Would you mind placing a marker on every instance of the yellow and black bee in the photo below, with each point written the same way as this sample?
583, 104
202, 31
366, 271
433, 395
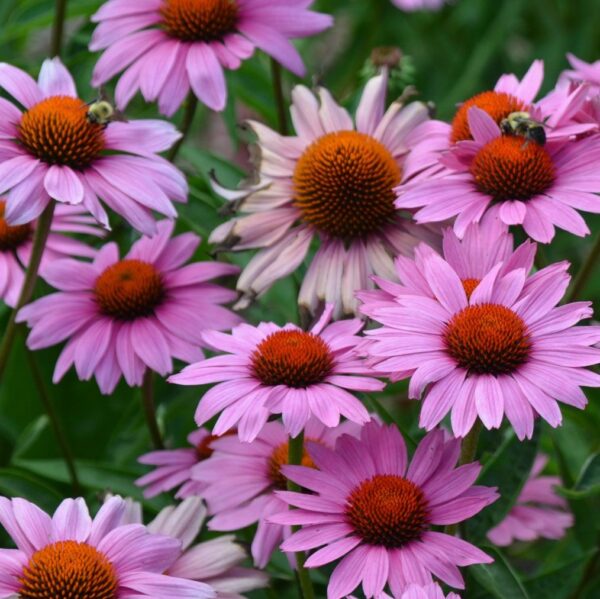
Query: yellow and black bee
102, 112
521, 123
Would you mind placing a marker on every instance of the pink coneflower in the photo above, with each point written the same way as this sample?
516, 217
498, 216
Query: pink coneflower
240, 478
71, 555
483, 246
538, 513
376, 512
53, 150
174, 466
509, 95
503, 347
519, 181
215, 562
282, 370
331, 182
170, 46
16, 243
121, 317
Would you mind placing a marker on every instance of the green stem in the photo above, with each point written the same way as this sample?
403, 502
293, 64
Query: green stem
295, 453
191, 104
468, 451
280, 103
58, 28
150, 409
587, 268
59, 433
39, 244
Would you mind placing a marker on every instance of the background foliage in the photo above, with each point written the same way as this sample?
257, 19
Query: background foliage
456, 53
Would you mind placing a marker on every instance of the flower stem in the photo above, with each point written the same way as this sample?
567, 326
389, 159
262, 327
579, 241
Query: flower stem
295, 453
587, 268
59, 433
191, 104
150, 409
276, 74
58, 28
468, 451
39, 244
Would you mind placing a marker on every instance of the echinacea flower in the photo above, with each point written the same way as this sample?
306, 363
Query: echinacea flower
521, 182
16, 243
501, 347
539, 511
331, 181
371, 508
174, 466
101, 558
270, 369
215, 562
121, 317
54, 151
509, 95
239, 480
170, 46
416, 591
483, 246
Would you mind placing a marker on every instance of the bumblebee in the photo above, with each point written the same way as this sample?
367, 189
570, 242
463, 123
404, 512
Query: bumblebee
521, 123
102, 112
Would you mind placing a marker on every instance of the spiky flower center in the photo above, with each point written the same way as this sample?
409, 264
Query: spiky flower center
469, 286
292, 358
68, 570
129, 289
57, 131
511, 168
12, 237
488, 339
387, 510
279, 458
200, 20
343, 185
497, 104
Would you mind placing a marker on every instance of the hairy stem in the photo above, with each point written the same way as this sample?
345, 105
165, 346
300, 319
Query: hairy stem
296, 450
59, 433
39, 244
191, 104
150, 409
468, 451
58, 28
276, 74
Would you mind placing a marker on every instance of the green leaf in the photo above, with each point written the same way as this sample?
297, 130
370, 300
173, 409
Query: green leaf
508, 469
588, 482
499, 578
559, 582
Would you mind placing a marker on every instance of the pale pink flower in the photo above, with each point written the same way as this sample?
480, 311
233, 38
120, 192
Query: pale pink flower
374, 510
270, 369
501, 347
16, 243
121, 317
333, 181
414, 5
240, 478
539, 511
519, 181
215, 562
174, 467
170, 46
104, 556
53, 151
556, 111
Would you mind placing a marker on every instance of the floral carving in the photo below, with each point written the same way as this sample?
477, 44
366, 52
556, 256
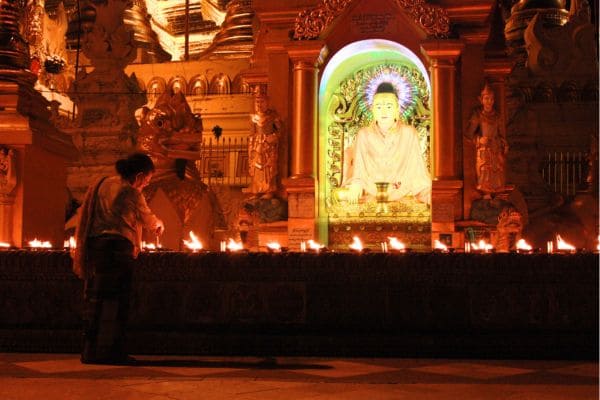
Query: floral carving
310, 23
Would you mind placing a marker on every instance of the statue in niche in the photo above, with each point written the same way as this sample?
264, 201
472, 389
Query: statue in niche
8, 177
385, 155
486, 129
263, 148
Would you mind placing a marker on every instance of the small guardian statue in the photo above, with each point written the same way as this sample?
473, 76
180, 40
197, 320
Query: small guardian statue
486, 129
263, 148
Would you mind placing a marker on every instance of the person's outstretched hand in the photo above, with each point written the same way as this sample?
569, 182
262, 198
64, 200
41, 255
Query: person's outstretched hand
354, 192
159, 228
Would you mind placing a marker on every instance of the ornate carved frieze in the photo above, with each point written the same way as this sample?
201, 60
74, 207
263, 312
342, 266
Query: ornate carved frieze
310, 23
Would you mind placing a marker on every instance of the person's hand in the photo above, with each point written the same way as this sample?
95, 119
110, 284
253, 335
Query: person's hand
159, 228
354, 192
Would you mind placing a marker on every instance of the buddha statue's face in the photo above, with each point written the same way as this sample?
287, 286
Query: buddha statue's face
260, 104
385, 110
487, 101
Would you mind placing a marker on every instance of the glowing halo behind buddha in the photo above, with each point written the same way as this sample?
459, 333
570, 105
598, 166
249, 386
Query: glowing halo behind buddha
407, 92
347, 89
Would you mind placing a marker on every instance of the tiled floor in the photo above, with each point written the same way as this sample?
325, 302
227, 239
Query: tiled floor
62, 376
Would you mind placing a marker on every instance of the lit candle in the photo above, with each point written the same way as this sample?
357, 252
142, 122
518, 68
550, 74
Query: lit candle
395, 245
314, 246
564, 246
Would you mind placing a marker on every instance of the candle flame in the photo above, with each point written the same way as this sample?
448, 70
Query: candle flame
562, 245
232, 245
439, 245
523, 245
194, 243
314, 245
39, 244
70, 243
356, 244
396, 244
274, 246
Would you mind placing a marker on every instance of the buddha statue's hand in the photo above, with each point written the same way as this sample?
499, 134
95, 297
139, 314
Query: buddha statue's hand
354, 193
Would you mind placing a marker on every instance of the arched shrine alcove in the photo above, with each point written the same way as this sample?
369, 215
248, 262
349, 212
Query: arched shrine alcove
346, 90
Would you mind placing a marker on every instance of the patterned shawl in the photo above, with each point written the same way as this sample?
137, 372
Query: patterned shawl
86, 215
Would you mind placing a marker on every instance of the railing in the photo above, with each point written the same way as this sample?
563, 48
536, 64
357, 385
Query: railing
565, 172
224, 161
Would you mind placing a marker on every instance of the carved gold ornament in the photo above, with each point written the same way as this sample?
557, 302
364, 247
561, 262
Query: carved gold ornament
310, 23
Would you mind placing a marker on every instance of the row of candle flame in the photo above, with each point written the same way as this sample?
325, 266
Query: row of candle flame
393, 244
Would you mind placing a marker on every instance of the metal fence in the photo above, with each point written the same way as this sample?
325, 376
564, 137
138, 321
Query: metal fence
224, 161
565, 172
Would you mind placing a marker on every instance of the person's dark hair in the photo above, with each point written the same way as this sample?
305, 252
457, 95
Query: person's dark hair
129, 167
386, 87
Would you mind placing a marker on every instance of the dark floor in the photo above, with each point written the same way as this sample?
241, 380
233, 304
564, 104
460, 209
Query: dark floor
63, 377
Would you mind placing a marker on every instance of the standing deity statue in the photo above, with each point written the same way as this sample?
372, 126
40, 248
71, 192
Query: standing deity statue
263, 148
486, 129
8, 178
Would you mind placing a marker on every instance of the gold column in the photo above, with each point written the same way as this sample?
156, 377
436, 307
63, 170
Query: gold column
446, 205
306, 58
442, 56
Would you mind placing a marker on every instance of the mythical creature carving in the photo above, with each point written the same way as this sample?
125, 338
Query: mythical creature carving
170, 127
565, 49
310, 23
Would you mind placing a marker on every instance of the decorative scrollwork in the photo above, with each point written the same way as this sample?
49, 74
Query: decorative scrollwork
310, 23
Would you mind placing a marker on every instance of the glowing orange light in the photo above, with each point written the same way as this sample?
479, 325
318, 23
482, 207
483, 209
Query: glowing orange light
482, 245
70, 243
232, 245
523, 245
437, 245
274, 247
396, 244
194, 243
148, 246
562, 245
314, 245
356, 244
35, 243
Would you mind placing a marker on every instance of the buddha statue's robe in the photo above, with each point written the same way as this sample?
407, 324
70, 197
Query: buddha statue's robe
394, 157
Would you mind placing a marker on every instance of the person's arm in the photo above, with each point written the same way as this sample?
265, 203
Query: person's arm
146, 216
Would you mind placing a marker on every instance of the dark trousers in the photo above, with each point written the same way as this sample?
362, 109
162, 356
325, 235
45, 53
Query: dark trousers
106, 298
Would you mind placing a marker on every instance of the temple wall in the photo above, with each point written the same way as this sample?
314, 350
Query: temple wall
447, 305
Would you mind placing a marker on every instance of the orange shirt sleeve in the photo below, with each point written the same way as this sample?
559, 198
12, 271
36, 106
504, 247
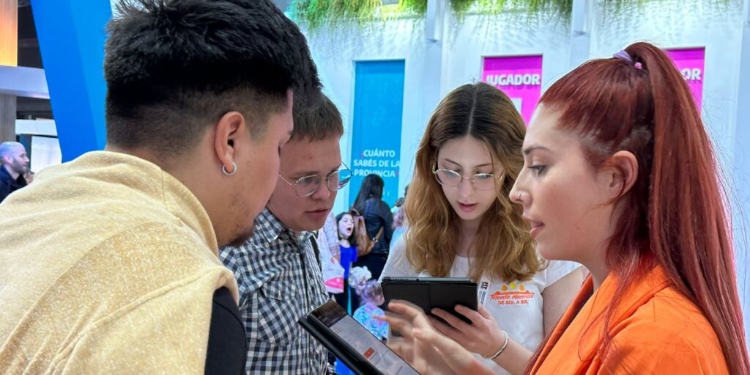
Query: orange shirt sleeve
652, 348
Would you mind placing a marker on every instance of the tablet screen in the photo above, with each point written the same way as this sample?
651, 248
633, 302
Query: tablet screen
361, 340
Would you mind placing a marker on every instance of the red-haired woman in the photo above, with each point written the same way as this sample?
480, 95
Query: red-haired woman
619, 175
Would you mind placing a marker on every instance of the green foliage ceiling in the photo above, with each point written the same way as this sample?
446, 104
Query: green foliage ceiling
316, 13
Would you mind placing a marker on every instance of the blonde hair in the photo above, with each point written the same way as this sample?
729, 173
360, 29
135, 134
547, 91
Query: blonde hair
505, 248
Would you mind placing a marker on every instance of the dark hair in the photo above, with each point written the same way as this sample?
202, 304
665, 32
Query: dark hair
174, 67
353, 237
317, 121
369, 291
673, 216
372, 187
486, 114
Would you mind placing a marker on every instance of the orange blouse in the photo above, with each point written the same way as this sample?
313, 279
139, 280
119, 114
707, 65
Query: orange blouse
654, 330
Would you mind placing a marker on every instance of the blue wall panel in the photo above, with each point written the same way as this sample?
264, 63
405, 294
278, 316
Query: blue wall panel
71, 37
376, 134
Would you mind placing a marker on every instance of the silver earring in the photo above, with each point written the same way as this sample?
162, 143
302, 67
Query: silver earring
224, 169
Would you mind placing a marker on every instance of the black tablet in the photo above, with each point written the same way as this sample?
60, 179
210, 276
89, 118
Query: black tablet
352, 343
432, 292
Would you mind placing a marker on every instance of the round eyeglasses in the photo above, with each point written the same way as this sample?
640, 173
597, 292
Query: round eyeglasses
306, 186
449, 177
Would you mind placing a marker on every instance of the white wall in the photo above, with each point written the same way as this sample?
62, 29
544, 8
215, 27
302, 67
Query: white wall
434, 68
335, 52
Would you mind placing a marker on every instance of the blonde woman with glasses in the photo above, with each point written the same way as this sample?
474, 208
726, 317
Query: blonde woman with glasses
462, 224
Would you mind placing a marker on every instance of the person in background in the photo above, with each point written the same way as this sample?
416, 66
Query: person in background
400, 224
378, 220
605, 183
462, 224
348, 250
14, 165
329, 257
371, 295
108, 263
277, 269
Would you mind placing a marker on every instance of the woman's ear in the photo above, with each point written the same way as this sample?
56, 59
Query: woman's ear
622, 172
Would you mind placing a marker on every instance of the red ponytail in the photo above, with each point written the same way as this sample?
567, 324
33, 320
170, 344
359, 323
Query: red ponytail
644, 106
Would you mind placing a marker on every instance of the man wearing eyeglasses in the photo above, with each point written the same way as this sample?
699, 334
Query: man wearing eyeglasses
277, 269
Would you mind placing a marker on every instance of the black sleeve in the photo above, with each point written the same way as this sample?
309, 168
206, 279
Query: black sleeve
227, 344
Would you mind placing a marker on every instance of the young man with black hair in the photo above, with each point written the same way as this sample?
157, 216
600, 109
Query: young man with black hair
108, 263
14, 164
277, 268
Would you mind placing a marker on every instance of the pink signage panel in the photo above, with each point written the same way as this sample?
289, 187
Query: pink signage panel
690, 62
519, 77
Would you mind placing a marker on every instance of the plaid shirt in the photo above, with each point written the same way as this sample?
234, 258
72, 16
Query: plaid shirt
279, 282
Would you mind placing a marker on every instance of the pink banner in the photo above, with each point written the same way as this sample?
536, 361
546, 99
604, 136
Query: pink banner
519, 77
690, 63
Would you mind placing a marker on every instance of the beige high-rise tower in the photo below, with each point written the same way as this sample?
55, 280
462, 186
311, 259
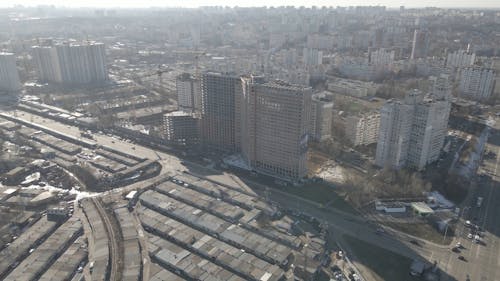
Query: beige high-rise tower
275, 127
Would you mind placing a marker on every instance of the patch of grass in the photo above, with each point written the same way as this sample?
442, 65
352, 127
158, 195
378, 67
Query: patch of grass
385, 265
424, 231
322, 193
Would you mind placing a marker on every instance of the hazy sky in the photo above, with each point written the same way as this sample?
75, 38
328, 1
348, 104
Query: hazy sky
244, 3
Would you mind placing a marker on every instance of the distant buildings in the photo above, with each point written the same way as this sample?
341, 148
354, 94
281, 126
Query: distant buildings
318, 41
188, 92
460, 58
312, 57
362, 129
275, 128
382, 57
353, 88
412, 131
420, 46
477, 83
181, 127
321, 116
9, 77
71, 63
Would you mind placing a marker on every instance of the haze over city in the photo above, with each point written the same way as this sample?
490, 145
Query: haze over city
307, 141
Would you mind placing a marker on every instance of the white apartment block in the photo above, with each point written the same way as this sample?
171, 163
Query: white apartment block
420, 46
275, 128
358, 69
362, 129
312, 57
321, 116
412, 131
477, 83
353, 88
188, 92
181, 127
441, 86
460, 59
9, 77
71, 63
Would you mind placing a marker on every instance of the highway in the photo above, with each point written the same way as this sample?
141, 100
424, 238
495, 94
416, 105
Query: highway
482, 264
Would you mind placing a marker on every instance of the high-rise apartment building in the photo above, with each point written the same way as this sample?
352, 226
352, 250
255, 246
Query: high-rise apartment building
181, 127
9, 77
220, 111
412, 131
71, 63
275, 128
420, 46
321, 116
460, 58
188, 92
382, 57
362, 129
312, 57
477, 83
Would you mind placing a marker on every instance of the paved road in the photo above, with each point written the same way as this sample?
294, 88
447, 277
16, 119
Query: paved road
483, 259
483, 264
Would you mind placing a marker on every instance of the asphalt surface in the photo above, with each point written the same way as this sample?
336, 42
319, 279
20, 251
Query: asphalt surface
483, 263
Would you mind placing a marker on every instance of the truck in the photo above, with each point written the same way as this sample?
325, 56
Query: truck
479, 202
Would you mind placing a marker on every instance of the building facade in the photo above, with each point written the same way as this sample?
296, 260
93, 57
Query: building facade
9, 77
71, 63
460, 58
181, 127
275, 128
362, 129
420, 45
321, 116
220, 111
477, 83
412, 131
188, 92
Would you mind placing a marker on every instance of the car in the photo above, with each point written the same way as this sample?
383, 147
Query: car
415, 242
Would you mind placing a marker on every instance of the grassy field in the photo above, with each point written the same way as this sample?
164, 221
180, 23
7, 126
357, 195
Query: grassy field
385, 265
422, 230
322, 193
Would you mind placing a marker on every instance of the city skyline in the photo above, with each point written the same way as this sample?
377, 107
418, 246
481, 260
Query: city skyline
258, 3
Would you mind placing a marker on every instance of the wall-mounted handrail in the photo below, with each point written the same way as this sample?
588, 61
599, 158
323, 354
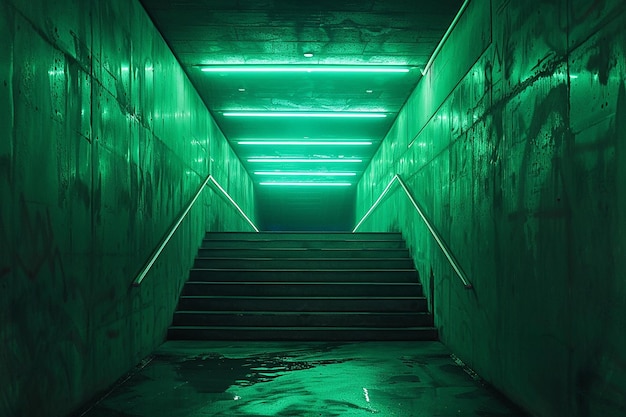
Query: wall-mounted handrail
144, 271
440, 242
446, 35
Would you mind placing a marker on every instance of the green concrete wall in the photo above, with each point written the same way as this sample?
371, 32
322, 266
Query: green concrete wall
514, 143
103, 141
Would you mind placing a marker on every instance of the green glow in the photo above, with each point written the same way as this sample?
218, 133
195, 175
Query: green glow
306, 114
306, 174
308, 69
303, 160
303, 143
307, 184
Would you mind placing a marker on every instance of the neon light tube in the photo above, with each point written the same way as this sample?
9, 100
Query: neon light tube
307, 184
298, 161
306, 174
303, 143
307, 69
306, 114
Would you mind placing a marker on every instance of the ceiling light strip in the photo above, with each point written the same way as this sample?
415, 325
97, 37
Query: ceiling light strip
303, 143
307, 69
303, 160
307, 114
307, 184
305, 174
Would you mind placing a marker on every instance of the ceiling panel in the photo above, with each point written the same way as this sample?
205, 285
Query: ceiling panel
350, 34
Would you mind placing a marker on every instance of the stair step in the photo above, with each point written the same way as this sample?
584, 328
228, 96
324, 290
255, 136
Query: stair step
299, 243
301, 333
303, 286
319, 289
300, 275
315, 263
293, 253
326, 236
303, 319
243, 303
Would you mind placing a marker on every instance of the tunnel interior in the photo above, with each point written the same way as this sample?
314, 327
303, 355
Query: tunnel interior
503, 119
#####
-- Description of the task --
Exactly reproduce the lines from the one containing "the ceiling light" through the end of the records, and only those lines.

-- Output for this exercise --
Would you mind placing a marker on every instance of the ceiling light strip in the photo above, with each point written the same way as this sample?
415, 325
97, 37
Query: ceiling light strip
303, 143
307, 69
303, 160
307, 114
307, 184
305, 174
Would you mind placing a marker on every instance of the ceiling panel in the photo above, with each point written the same way as this sample?
205, 285
Query: ceiling panel
350, 34
Would you mind placing a marker on every instance of the stair step in the photo above, with each point written the same way as this sample?
584, 328
228, 96
324, 290
255, 136
Query: stair step
299, 243
301, 333
303, 286
319, 289
300, 275
315, 263
293, 253
326, 236
303, 319
243, 303
Would you mind placing a marker on every instance of the tunnel interior in the photo above, with each point written the same way as this sample?
314, 327
303, 355
Query: tunnel interior
503, 119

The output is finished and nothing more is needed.